Pick out every line of the data below that contains the word "white", and copy each one. Matching is case-sensitive.

# Start of PROVIDED MATERIAL

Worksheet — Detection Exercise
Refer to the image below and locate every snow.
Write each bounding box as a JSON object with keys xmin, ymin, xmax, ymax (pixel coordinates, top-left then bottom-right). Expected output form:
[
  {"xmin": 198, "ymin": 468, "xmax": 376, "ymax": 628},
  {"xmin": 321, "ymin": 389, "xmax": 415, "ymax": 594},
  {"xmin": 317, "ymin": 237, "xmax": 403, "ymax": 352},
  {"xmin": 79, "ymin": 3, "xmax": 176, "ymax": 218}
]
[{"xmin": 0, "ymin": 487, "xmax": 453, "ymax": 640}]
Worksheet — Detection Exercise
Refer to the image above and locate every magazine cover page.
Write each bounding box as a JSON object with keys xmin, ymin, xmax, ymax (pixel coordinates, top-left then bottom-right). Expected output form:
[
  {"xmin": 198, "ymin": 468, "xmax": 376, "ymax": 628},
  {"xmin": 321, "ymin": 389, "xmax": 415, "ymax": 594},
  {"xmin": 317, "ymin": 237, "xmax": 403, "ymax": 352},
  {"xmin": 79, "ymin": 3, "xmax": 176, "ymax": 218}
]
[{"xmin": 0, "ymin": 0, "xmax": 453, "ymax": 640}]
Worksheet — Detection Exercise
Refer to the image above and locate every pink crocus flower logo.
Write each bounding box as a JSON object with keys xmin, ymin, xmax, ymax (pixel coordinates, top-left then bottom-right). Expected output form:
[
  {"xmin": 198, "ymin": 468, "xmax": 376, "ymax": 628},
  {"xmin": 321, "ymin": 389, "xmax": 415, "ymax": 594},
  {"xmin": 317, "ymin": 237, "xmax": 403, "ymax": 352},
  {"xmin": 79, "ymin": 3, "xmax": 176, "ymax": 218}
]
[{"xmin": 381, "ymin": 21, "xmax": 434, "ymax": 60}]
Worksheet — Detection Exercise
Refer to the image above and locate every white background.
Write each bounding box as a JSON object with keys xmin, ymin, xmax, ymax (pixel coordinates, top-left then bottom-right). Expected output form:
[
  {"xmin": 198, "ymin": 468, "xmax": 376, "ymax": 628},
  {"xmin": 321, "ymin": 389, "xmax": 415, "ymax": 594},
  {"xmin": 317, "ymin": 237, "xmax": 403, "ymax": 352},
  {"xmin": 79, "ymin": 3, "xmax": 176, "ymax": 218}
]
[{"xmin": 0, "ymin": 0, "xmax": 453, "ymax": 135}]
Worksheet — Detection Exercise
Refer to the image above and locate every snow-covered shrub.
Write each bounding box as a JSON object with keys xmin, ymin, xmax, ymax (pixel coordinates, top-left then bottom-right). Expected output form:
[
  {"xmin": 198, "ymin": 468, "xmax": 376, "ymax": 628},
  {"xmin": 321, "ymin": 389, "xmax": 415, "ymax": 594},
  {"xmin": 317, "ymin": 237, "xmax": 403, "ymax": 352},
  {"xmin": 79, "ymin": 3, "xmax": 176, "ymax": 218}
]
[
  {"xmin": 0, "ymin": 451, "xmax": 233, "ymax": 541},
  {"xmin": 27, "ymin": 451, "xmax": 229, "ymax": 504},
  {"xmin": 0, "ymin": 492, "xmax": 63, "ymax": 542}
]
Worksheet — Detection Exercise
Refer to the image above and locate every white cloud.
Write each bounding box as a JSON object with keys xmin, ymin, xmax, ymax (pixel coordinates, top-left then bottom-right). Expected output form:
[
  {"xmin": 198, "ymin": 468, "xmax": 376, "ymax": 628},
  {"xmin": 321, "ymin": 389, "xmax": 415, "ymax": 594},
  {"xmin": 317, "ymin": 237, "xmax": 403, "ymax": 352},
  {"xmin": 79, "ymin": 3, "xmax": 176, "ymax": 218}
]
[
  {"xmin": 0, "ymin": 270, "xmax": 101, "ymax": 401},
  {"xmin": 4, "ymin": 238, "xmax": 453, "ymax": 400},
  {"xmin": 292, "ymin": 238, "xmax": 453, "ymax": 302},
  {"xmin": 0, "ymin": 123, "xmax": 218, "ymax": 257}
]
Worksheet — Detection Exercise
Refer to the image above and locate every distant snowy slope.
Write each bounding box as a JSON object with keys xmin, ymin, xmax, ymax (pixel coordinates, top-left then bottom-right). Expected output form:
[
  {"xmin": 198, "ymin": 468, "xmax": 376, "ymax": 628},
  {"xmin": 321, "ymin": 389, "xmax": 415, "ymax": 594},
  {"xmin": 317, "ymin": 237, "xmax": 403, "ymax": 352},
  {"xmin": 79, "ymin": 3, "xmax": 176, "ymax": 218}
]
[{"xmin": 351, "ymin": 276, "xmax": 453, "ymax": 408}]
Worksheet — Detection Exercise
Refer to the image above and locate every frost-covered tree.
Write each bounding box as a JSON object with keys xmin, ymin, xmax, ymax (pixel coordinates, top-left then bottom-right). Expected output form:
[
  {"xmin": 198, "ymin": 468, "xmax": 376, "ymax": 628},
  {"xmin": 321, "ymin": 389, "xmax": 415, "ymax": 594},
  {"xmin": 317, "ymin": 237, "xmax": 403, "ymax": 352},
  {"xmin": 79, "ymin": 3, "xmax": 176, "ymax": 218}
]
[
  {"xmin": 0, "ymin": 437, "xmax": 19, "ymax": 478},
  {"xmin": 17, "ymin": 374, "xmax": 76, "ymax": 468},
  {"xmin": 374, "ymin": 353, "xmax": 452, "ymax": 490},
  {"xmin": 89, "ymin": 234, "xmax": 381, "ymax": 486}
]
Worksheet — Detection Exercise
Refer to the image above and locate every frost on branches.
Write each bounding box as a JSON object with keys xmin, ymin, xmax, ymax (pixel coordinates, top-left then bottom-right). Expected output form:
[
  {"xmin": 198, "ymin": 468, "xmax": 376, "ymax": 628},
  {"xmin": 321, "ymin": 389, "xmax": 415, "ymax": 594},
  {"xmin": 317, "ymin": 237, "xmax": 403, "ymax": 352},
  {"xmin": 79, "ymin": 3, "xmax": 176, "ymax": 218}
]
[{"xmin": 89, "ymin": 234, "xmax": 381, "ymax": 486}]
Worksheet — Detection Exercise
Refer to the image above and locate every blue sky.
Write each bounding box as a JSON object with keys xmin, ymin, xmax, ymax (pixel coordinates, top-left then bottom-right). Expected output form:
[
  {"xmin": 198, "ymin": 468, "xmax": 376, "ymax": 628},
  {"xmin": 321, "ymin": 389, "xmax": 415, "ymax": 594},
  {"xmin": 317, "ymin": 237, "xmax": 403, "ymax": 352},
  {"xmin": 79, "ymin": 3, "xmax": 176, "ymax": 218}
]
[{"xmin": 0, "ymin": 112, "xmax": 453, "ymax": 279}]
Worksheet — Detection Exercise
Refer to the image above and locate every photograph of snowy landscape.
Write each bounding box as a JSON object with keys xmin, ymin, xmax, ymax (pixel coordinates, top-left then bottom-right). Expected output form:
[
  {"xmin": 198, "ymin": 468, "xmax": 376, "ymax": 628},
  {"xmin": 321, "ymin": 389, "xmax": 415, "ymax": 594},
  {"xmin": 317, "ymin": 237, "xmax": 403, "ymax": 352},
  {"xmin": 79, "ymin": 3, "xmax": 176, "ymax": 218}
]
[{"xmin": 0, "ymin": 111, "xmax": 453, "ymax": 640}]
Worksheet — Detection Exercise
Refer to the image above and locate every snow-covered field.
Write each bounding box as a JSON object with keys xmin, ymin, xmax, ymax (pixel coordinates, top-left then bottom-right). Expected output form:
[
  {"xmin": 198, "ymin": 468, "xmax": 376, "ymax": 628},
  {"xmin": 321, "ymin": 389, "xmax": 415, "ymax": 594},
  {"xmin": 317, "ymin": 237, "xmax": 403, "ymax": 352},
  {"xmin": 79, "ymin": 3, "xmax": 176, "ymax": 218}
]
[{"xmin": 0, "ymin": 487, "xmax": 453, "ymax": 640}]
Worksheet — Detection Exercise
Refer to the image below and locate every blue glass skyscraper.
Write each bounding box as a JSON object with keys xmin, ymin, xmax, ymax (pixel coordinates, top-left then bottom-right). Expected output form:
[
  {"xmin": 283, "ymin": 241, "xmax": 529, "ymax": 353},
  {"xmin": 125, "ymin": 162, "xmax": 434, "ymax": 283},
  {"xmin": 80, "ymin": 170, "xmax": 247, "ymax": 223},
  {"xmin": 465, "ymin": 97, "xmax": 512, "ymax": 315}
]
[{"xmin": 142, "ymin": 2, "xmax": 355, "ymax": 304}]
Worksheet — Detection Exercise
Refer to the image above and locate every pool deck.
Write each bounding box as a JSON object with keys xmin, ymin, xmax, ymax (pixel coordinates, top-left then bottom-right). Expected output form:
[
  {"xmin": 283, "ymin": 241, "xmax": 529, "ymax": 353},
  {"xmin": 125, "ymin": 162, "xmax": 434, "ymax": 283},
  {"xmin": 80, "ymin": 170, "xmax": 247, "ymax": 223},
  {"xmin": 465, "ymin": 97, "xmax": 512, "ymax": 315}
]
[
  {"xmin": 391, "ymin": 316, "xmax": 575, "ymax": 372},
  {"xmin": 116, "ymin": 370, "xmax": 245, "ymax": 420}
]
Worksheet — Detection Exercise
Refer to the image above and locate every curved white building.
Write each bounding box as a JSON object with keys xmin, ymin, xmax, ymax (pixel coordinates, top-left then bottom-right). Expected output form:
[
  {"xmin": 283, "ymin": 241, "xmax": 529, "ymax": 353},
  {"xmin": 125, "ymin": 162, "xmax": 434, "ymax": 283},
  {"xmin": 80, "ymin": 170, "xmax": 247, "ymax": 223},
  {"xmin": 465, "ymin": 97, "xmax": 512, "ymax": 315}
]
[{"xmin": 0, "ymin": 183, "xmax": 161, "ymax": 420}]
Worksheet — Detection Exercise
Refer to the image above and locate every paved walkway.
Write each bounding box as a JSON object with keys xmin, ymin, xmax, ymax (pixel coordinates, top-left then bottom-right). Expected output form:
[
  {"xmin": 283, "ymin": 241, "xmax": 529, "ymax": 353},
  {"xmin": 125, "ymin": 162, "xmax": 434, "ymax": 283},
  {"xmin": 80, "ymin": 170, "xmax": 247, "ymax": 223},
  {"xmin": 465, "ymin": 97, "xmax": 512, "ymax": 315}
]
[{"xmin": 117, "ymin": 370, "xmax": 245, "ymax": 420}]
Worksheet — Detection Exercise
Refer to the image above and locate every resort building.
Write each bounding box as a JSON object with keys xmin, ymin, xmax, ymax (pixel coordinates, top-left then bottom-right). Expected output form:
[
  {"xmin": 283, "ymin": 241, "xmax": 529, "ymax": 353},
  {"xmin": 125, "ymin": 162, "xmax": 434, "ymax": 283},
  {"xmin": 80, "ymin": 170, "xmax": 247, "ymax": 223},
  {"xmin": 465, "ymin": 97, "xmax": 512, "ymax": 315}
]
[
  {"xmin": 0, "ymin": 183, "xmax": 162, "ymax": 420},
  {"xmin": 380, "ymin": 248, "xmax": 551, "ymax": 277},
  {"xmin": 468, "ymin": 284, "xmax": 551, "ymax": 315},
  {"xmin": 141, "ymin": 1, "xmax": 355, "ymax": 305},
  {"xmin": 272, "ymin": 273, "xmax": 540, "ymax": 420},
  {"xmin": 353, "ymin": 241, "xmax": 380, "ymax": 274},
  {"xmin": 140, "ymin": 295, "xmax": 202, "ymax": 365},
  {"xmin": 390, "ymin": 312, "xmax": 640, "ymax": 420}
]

# End of PROVIDED MATERIAL

## EXERCISE OUTPUT:
Refer to the image above and locate every white background.
Refer to the image above and locate every white cloud.
Refer to the image above and locate every curved white building.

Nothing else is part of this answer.